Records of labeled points
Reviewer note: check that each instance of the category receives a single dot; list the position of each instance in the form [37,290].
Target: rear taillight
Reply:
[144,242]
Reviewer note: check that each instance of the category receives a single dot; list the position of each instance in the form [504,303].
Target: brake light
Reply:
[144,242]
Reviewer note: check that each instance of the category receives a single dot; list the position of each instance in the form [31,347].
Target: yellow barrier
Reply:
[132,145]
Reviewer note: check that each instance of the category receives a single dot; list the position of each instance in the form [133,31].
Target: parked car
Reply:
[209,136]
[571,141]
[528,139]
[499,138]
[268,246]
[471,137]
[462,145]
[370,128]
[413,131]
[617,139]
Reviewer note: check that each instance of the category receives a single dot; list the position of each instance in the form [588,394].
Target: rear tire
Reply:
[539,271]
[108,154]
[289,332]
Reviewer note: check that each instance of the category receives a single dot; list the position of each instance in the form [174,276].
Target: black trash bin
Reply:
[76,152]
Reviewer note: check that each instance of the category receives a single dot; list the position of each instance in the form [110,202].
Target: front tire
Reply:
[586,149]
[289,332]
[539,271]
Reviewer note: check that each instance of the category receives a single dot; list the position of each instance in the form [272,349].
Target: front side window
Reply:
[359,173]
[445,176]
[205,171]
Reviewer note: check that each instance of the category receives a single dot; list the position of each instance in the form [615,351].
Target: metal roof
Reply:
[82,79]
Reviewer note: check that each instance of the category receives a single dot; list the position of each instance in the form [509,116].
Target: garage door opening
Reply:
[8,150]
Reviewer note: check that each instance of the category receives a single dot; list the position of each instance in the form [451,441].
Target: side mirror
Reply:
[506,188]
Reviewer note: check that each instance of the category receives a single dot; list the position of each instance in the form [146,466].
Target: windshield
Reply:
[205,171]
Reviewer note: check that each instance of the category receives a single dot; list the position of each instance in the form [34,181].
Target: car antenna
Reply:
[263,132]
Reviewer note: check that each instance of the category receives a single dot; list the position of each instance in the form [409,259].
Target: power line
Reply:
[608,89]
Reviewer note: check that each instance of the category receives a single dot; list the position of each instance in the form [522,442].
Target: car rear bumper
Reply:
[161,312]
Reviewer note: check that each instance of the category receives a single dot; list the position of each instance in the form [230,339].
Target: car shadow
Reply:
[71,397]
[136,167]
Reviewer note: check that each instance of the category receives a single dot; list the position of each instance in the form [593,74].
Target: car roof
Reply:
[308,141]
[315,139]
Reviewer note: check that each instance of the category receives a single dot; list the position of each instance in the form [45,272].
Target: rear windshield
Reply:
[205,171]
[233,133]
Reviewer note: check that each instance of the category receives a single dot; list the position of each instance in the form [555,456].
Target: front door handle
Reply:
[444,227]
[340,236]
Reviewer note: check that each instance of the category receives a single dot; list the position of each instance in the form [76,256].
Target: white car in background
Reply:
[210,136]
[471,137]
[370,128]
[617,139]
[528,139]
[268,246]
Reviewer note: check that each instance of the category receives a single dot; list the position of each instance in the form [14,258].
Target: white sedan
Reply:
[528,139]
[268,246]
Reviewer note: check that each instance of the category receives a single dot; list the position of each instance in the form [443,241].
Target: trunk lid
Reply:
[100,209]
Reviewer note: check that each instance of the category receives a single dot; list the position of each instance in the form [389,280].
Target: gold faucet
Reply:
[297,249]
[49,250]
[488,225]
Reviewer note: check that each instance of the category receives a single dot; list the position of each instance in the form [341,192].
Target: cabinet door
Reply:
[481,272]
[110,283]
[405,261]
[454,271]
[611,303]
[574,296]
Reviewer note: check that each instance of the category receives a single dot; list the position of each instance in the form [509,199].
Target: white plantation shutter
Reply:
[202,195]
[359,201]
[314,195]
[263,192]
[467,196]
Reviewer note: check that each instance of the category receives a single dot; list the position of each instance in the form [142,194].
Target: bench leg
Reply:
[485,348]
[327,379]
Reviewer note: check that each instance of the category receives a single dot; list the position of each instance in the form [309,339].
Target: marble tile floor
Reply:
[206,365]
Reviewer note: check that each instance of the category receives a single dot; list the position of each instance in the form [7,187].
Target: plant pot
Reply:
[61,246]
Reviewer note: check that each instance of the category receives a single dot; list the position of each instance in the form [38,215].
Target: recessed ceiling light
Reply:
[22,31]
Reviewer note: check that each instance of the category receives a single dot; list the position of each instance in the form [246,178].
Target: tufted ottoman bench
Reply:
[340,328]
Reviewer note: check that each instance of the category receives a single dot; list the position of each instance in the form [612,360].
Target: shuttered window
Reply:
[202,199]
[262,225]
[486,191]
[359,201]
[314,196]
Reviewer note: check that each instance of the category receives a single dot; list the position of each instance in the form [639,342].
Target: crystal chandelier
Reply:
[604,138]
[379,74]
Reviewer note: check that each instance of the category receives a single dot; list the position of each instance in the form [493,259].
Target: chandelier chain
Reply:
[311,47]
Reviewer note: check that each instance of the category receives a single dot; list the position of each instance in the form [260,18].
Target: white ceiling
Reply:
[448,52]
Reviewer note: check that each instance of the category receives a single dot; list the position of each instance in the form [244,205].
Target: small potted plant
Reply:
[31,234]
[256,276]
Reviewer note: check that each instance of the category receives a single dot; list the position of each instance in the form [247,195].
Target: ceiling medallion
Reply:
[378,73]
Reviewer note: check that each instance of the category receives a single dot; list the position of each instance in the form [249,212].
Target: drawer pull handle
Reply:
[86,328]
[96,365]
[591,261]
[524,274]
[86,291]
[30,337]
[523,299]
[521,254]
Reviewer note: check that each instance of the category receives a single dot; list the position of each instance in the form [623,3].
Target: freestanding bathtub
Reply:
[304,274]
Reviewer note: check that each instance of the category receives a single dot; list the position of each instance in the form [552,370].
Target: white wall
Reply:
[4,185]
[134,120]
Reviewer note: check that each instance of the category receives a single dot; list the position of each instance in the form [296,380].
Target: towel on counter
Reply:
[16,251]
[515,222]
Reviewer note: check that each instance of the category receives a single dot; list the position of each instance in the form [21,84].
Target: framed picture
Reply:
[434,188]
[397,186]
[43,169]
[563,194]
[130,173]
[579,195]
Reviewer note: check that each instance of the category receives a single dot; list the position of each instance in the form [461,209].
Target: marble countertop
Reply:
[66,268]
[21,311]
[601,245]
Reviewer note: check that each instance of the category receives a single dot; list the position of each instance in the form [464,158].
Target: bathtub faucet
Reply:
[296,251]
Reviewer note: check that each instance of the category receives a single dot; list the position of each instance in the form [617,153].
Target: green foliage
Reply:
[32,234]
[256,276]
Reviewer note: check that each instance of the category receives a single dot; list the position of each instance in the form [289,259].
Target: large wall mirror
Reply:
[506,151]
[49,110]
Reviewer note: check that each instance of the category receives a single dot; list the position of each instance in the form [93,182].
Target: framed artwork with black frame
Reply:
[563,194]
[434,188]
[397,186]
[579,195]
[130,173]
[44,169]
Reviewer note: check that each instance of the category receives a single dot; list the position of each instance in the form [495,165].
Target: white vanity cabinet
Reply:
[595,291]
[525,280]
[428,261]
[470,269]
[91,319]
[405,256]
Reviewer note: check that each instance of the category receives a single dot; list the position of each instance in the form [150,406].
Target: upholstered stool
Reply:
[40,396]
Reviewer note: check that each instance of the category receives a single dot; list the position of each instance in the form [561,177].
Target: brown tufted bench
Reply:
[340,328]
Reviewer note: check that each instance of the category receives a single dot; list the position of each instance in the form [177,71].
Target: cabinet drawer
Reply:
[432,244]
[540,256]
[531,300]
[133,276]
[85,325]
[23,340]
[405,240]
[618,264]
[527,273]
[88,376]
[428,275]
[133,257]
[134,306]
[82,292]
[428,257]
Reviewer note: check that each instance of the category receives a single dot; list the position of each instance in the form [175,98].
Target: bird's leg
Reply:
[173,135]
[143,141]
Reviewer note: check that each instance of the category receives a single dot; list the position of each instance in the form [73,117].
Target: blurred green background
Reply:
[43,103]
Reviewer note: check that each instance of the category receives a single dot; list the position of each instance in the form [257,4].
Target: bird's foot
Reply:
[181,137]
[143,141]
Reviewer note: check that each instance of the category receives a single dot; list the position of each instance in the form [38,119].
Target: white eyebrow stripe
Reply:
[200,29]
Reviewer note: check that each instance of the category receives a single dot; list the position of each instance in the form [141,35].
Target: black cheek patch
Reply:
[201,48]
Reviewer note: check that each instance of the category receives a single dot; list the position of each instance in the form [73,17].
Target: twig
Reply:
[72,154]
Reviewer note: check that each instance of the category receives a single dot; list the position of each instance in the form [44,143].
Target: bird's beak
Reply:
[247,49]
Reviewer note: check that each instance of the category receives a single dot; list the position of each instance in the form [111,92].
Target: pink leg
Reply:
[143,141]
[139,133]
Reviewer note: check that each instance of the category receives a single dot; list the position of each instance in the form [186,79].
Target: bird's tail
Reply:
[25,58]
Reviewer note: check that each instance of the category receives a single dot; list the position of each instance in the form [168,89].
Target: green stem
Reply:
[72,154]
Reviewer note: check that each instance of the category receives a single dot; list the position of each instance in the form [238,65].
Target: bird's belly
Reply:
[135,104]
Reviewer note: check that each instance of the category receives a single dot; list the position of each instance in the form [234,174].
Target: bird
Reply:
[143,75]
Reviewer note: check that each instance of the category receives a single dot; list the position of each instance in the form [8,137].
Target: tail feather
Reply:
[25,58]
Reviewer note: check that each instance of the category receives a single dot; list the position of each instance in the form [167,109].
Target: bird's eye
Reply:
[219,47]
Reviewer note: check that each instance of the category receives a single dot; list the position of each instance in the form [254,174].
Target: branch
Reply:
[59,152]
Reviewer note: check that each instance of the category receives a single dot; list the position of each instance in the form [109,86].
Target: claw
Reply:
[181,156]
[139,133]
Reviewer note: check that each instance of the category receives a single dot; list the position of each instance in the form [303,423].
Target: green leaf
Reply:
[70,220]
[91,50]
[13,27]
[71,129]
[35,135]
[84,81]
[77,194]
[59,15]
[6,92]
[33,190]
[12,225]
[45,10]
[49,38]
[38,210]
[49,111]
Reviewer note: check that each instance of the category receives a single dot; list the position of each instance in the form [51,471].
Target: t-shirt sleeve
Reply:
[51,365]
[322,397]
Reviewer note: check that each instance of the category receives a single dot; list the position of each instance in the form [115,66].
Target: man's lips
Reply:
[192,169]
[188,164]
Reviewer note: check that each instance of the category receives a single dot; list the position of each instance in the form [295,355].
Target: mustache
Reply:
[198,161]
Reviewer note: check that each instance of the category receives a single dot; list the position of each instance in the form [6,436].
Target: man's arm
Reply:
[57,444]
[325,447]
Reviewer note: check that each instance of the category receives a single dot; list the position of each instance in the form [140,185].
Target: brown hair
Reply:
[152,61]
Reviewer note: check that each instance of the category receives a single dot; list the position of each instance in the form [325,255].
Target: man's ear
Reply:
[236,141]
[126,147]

▶ **Exercise directions**:
Return, unchanged, the lines starting at the one that contains "the form [115,66]." and ending with the final line.

▶ **Task result**:
Reviewer note: check that each instance of the category receives a single dot; list the position of each instance in the form [115,66].
Target: man's lips
Reply:
[192,169]
[188,164]
Reviewer note: check that each instance of the category receives a single dot; list the position of each instance in the form [295,355].
Target: mustache
Reply:
[198,161]
Reviewer note: check that each instance of the category receives a single dot; list the position of each instance in the form [6,436].
Target: man's arm
Reply:
[57,444]
[325,447]
Reviewer note: check that each instance of the category receives a single dot; list the position of each instance in the form [140,185].
Target: brown hair
Reply:
[152,61]
Reviewer note: check that each instance of the category receives a single dot; list the position of each instance in the form [325,255].
Target: man's ear
Reply:
[236,141]
[126,147]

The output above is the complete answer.